### Task brief
Each entry should be set down exactly as written, except for any picture it holds.

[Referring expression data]
++++++++
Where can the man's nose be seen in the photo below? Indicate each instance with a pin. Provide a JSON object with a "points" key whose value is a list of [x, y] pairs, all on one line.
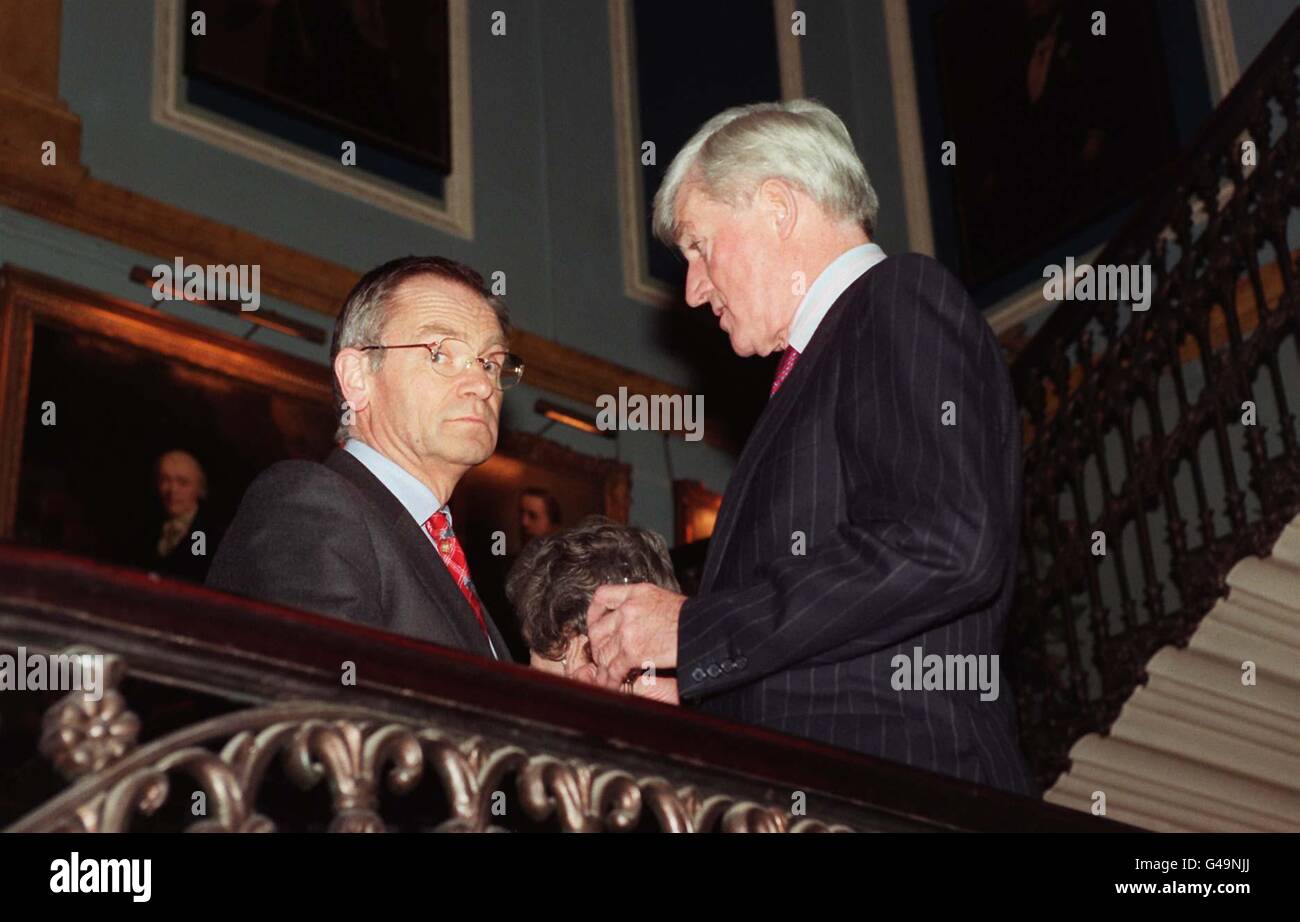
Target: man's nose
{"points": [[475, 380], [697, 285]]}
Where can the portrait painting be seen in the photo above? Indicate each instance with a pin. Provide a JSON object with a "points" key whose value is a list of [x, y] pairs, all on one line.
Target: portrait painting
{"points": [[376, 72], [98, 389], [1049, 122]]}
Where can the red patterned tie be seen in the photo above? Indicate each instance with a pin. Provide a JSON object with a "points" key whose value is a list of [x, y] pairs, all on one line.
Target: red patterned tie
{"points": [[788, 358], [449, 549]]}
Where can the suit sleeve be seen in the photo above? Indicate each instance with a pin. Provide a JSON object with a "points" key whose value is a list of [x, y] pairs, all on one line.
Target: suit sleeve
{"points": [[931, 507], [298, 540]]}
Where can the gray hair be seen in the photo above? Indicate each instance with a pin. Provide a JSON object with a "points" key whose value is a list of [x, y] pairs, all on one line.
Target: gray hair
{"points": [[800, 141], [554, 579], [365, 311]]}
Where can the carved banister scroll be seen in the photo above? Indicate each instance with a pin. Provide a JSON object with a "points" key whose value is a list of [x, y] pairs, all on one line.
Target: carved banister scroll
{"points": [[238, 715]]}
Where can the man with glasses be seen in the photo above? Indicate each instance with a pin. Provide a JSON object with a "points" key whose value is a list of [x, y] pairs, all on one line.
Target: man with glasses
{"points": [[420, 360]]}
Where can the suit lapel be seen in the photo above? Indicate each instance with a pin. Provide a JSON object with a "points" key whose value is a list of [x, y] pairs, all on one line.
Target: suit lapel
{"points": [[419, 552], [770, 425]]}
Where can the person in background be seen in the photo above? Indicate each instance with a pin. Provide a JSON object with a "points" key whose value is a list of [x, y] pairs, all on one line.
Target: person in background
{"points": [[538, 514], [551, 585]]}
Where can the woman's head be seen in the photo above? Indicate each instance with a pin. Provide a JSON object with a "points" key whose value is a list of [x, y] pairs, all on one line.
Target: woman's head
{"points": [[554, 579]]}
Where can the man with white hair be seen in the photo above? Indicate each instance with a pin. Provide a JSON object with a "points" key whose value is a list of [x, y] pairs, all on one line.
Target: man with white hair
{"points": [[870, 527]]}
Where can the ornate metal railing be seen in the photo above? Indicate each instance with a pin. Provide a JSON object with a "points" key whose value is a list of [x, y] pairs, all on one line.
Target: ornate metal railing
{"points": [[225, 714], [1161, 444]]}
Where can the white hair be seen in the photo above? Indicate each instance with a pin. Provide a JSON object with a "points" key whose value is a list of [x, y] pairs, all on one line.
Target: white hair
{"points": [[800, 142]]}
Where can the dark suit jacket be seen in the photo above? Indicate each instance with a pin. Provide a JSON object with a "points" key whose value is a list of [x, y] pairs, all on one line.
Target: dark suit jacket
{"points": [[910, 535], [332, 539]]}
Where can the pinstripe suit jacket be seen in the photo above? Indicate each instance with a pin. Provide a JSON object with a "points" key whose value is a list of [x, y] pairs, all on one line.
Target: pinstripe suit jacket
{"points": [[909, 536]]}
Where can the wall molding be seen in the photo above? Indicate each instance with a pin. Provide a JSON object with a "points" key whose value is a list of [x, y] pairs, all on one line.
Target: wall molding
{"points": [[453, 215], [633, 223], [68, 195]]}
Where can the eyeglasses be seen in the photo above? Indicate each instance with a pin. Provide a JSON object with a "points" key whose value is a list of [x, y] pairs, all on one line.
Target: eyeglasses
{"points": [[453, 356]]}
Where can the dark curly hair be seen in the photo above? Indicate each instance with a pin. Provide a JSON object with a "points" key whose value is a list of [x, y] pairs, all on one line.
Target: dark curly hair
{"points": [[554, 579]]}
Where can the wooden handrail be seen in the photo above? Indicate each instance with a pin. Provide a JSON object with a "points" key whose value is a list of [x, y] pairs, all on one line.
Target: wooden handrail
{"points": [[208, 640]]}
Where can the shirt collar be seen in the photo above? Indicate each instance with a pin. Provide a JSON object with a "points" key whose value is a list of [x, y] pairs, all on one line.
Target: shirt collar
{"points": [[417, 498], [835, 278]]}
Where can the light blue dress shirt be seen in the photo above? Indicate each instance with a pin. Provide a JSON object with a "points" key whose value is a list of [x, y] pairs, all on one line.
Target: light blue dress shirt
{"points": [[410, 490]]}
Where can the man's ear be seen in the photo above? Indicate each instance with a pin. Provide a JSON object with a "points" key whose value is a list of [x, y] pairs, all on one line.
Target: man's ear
++++++++
### Answer box
Where can the man's nose be seen in the photo below? Indicate each instance with a pin. Provide a JSON object with a "points" key whose value is a list of [x, y] pairs, all on one line.
Target: man's nose
{"points": [[475, 380], [697, 285]]}
Where can the portrait painting be seen in the photo above? Indicate each instance with a pin. Provide a JSON object with a "points" key whose value is a list of [x, y] pairs, all on one line.
Target: portrait painting
{"points": [[376, 72], [98, 389], [1049, 122]]}
Where can the red patterned tie be seen in the photo above? Indicate each instance with a pin. Provide a JSON object with a "points" key whose value is a list of [x, y] pairs, all on one line.
Target: red patterned tie
{"points": [[788, 358], [449, 549]]}
Where can the suit sleeve be seen in the photo above? Indicate each instance with a pin. Provide a JSON object with a "points" key whose value is a list of [x, y] pairs, all on one line.
Target: suit sleeve
{"points": [[931, 507], [298, 540]]}
Where can the gray hair be seen in the photo above? Indicate each instance with a pin. Provide a JSON object with a "points" key whose value is a list of [x, y] pairs, all on one line.
Target: gray hair
{"points": [[800, 141], [554, 579], [365, 311]]}
Where can the carved banister scroll be seen in the photo above? Indicate each instance with a pin. Provide a JSON object with a "points" key whose value is a list of [x, y] pairs, all on one line.
Target: carved banister scroll
{"points": [[238, 715]]}
Where can the man with glasses be seen in the photo above? Indicate each instance with a pin. Provide a JSON object with a "points" key whose value is a list of [x, y] pairs, all on one line.
Target: man with glasses
{"points": [[420, 360]]}
Where can the suit lapel be seen in the photo above? Indicate each instance with a pin. Provide a JSON object with a "points" key whose value is a list of [x, y] pairs, all on one line.
Target: suit lapel
{"points": [[419, 552], [770, 425]]}
Where can the person in background be seen in the photo above? Indicate each instance with a pin. Provide a JSON object with a "points" key whose value is a list of [x, y] pairs, all on one line.
Target: person in background
{"points": [[538, 514], [551, 585]]}
Where can the woman's head be seen in the photo above? Indicate each instance with a pin. Provide a JSON object with a "points" key whose value is a list of [x, y] pairs, all on one line.
Target: woman's head
{"points": [[554, 579]]}
Where can the man with white hair be seen in the photo above? Indicate each instance with a pin. Provide a JSON object with a "points" key whose value is a list of [x, y] pairs, all on one line.
Target: man with white hair
{"points": [[870, 527]]}
Where can the ornate metal railing be seen in the photo above? Indicate each instance with a pin. Provide a JSON object with a "points" key whose value is a list of [x, y] pairs, all on one line.
Target: ornate metal railing
{"points": [[225, 714], [1161, 444]]}
Where can the white hair be seen in the photo above? Indicate each instance with a pin. Provide a JSON object with a "points" key whose value is a list of [x, y] pairs, all on one line.
Target: white hair
{"points": [[800, 142]]}
Where can the dark suit jacket be seen in the photo above? Indicate each instance with a pin. Provide a JSON object with a "points" key whose value is a list of [x, y] pairs, all on one line.
Target: dark suit jacket
{"points": [[910, 535], [332, 539]]}
Where can the pinstripe suit jacket be seen in the photo above? Indicate each instance with a pin. Provide a JSON object with a "points" key whose value is a list of [x, y] pairs, all on one line.
Target: pinstripe suit jacket
{"points": [[909, 536]]}
Where can the wall molding be seen in the photo above? Indicate each instance with a pin. Provide a JSON object with a "points" key whose value is a list of [x, y] pairs, all on one line.
Target: wall molding
{"points": [[453, 215], [633, 223], [68, 195]]}
Where can the eyeglasses be seen in the photo above? Indicate each instance with a pin. Provide a JSON object with a "points" key whose value is a list of [x, y] pairs, all on one line.
Target: eyeglasses
{"points": [[453, 356]]}
Where can the dark curly hair be seen in the photo above? Indicate each instance with a pin. Provide a JSON object with a "points" key whose value is a list of [x, y] pairs, all on one line.
Target: dark curly hair
{"points": [[554, 579]]}
Where can the wooden handrail be seen in the photo above? Indicate each instance with a pin. Provide a JSON object with a "points" key whose value is a list of [x, y] pairs, all on one line.
Target: wooden handrail
{"points": [[208, 640]]}
Where can the shirt collar be seen in the photo above? Indicate each instance with a pin. Provide a JSON object with a "points" key whose value is a list of [x, y] pairs, all on one line.
Target: shirt collar
{"points": [[417, 498], [835, 278]]}
Where can the light blue dress shirt be seen in the photo above? Indicate each instance with a pin. Provide a JSON object with a "points" key whose value is a list of [x, y] pairs, all on one line.
Target: light blue dress shirt
{"points": [[410, 490]]}
Where can the man's ear be seen in the photo above? Indicate each instance with a pin. Provide a JSON object with a "points" key whose value is a list of [x, y] pairs, all on one line.
Target: man's ear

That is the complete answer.